◆ **TASK REQUIREMENTS**
Lay out everything in the listing below, from the line containing "Exercise. Point to the white gutter" down through its final line, as a JSON list of strings. Give one string per line and leave out blank lines.

[Object location annotation data]
..............................
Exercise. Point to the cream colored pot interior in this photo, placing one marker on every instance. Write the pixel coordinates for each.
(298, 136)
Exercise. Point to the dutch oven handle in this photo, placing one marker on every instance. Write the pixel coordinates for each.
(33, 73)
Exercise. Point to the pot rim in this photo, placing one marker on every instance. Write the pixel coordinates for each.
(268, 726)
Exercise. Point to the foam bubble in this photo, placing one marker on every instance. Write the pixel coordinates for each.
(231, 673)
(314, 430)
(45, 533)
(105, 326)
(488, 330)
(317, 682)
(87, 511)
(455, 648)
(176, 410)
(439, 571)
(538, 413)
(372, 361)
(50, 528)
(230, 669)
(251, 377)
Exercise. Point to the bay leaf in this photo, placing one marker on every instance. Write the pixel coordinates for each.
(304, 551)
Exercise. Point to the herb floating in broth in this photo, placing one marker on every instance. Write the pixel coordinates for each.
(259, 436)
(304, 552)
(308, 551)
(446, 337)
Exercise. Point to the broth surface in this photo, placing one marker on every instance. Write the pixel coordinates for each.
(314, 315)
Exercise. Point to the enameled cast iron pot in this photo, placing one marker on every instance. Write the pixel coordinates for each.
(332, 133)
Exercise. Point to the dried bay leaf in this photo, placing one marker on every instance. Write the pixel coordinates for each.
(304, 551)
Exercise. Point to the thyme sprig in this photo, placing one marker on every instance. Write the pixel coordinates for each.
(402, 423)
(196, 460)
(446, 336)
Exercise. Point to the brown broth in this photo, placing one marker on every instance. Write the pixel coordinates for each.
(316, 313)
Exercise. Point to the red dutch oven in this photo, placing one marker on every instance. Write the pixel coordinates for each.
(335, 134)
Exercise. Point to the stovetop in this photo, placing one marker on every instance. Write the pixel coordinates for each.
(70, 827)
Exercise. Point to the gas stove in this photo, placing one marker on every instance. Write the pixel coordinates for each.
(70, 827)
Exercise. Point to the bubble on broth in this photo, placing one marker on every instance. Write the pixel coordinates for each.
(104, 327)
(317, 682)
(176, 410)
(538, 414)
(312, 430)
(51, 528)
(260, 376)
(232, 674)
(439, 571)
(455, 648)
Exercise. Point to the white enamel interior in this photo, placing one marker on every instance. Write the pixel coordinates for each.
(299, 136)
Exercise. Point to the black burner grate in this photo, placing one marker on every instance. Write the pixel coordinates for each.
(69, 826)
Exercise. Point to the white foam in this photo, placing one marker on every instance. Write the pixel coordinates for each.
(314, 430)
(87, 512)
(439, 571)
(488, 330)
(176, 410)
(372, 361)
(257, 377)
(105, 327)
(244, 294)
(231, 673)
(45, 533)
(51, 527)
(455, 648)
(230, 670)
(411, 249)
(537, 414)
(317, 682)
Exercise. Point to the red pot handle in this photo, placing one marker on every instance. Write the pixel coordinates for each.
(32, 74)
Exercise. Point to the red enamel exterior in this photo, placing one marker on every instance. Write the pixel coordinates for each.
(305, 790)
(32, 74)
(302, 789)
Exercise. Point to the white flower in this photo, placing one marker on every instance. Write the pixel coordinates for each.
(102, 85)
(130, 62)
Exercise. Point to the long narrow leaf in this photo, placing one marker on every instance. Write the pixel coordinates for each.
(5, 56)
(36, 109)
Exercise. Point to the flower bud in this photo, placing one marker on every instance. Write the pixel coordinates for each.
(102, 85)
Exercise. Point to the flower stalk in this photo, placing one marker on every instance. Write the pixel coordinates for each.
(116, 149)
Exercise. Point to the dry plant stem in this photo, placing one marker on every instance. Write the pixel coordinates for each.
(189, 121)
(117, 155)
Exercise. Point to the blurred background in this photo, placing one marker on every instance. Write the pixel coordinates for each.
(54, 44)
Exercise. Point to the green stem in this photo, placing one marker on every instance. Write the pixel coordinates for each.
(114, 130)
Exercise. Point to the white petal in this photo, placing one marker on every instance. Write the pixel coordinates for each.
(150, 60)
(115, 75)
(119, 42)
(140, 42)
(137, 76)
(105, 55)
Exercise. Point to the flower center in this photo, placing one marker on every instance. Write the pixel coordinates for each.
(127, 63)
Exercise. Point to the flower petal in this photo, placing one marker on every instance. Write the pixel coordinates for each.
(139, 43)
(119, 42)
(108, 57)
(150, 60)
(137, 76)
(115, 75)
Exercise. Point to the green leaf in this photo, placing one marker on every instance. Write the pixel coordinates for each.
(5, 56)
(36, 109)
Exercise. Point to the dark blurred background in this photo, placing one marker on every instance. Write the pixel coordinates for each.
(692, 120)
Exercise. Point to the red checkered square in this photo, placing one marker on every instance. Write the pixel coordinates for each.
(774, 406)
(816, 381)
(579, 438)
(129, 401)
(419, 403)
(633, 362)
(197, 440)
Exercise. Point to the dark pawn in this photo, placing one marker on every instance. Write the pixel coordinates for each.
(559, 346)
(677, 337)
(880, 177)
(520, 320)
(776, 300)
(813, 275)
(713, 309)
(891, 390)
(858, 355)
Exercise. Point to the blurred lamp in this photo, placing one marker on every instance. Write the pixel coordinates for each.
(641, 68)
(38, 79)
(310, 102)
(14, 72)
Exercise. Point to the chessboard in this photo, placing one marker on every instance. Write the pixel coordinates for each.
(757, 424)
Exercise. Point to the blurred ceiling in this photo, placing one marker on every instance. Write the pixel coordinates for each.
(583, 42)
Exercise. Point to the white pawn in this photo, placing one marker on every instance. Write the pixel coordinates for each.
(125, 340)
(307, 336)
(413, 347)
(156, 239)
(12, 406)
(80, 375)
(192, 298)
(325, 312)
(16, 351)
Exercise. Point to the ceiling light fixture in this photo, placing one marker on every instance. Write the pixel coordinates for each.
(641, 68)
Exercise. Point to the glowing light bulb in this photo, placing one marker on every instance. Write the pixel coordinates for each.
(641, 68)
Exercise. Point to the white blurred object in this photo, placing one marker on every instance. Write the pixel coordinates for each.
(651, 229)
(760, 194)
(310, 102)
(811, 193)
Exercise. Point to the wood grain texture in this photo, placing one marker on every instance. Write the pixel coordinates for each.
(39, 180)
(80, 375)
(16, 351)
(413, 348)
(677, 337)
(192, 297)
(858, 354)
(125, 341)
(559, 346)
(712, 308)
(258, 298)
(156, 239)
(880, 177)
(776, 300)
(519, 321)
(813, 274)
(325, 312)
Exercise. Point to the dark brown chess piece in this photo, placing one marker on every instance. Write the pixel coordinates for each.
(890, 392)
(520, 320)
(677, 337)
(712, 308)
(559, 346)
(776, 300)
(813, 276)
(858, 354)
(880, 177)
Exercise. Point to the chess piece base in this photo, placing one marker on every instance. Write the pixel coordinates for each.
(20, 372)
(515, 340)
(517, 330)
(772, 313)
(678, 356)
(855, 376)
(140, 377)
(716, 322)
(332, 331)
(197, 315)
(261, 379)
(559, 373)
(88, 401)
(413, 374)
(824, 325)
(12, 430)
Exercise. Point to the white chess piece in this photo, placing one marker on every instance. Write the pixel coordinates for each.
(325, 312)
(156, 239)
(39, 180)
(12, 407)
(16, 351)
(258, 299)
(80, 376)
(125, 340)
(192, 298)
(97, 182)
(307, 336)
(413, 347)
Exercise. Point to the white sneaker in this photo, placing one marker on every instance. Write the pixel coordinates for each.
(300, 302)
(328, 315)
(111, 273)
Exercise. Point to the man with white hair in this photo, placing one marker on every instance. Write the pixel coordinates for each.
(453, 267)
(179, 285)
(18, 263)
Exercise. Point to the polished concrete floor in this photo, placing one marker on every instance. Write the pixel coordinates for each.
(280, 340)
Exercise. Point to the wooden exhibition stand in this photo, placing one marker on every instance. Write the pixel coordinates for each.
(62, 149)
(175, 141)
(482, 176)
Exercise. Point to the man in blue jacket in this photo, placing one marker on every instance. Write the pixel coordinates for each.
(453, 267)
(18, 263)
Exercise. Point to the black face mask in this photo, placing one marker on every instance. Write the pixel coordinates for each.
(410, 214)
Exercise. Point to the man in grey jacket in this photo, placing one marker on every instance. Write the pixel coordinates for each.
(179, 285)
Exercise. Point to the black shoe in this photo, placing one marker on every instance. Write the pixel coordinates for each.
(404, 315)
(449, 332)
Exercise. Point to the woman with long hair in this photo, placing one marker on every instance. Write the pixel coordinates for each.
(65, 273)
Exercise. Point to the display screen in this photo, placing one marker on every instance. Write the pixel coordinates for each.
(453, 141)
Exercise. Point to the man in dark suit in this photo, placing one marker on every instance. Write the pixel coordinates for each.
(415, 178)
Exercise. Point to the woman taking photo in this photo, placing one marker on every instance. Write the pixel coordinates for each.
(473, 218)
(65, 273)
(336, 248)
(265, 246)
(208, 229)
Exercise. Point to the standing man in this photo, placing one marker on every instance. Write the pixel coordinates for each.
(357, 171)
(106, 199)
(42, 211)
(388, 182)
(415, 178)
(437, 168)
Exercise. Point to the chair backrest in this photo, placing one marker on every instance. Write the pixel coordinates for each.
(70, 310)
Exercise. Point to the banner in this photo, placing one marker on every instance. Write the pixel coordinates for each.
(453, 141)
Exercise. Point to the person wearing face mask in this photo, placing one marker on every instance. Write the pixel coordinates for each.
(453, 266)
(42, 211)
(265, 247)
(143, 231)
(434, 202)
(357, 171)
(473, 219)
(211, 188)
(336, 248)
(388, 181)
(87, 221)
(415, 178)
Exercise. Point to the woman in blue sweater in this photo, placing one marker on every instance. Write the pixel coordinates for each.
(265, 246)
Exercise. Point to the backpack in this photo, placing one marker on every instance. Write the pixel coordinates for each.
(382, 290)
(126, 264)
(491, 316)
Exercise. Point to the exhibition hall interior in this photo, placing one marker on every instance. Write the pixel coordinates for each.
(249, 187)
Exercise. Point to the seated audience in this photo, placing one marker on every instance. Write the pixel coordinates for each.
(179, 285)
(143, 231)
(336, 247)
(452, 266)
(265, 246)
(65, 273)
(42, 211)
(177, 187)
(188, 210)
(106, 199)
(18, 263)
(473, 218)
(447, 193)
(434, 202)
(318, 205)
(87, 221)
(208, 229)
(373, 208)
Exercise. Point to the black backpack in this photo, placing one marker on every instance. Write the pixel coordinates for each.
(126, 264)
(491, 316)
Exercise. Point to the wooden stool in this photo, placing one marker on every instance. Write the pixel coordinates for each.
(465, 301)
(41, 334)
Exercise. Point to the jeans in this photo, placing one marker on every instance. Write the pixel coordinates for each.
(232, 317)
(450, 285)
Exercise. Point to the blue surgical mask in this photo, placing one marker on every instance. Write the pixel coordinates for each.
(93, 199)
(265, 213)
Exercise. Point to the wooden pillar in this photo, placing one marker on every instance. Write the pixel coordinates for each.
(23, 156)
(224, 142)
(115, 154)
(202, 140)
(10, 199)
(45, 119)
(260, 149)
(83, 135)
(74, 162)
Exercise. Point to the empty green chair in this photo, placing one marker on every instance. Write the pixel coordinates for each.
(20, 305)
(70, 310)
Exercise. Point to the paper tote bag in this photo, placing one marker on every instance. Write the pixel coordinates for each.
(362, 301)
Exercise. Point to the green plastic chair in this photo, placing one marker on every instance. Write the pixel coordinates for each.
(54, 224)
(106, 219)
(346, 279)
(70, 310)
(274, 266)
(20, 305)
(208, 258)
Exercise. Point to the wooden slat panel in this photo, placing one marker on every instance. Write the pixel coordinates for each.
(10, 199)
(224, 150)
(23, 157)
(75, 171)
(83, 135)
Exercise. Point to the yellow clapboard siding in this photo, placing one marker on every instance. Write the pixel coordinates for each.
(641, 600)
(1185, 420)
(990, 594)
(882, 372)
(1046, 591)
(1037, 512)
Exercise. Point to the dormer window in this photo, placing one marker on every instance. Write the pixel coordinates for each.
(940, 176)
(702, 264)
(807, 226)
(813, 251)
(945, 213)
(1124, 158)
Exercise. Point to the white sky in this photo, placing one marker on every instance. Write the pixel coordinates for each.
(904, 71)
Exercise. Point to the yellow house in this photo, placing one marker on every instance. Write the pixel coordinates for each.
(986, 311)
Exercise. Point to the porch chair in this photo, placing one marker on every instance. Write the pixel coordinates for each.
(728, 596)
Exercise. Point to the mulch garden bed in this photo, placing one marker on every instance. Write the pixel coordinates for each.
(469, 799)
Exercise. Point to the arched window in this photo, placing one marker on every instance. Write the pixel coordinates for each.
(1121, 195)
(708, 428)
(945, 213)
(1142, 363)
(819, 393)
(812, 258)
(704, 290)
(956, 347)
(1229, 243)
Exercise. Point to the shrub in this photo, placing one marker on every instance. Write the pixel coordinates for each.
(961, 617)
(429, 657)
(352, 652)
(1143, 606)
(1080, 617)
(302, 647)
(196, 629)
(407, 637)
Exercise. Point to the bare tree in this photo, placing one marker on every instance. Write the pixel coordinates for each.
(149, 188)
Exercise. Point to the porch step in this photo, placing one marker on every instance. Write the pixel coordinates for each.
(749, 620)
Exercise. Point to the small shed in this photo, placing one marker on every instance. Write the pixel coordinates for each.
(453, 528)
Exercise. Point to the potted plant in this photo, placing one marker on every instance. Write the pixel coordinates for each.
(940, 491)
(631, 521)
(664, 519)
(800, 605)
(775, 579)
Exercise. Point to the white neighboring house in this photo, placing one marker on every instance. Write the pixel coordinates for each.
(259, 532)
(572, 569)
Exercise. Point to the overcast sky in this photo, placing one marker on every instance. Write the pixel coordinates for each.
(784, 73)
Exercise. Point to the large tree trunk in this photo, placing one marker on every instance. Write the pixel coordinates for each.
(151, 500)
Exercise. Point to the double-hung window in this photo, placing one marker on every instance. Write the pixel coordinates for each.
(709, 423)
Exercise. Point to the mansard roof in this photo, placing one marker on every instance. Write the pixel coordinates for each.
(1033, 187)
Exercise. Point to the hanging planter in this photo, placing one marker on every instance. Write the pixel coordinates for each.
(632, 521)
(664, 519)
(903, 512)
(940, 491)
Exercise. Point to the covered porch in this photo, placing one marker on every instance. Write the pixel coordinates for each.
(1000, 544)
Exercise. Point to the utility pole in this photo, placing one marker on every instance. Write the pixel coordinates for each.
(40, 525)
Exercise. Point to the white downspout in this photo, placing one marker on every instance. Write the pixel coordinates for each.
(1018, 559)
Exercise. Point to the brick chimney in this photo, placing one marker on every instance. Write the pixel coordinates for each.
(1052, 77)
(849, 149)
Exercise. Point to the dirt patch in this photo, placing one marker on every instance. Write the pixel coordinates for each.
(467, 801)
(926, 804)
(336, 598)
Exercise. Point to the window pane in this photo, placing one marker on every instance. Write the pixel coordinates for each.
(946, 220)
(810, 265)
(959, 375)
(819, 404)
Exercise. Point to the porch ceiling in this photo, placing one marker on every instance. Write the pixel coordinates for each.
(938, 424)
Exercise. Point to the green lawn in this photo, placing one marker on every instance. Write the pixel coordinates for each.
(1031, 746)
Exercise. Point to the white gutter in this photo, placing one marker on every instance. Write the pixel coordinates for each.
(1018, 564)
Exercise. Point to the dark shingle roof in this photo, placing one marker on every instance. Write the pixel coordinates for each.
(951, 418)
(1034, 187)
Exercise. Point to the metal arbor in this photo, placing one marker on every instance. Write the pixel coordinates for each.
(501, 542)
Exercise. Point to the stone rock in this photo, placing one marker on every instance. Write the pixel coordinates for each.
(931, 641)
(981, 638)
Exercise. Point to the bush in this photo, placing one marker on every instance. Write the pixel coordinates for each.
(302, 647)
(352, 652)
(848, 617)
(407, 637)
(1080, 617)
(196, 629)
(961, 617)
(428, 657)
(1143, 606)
..............................
◆ **RESULT OF THIS TASK**
[
  "Exercise. Point to the white gutter in this photo, placing one marker on every instance. Write the pixel coordinates for each.",
  "(1018, 564)",
  "Exercise. Point to the dark shingle roof in this photo, placing one marker on every instance. Write the pixel coordinates for each.",
  "(951, 418)",
  "(1034, 187)",
  "Exercise. Point to the metal arbor in this photo, placing one marker on every instance. Write the pixel coordinates for each.",
  "(501, 542)",
  "Exercise. Point to the stone rock in this photo, placing one marker on every instance. Write the pixel coordinates for each.",
  "(931, 641)",
  "(981, 638)",
  "Exercise. Point to the bush in this photo, placing one marker on every instance. Write the pixel coordinates for each.",
  "(302, 647)",
  "(352, 652)",
  "(848, 617)",
  "(407, 637)",
  "(1080, 617)",
  "(196, 629)",
  "(961, 617)",
  "(428, 657)",
  "(1143, 606)"
]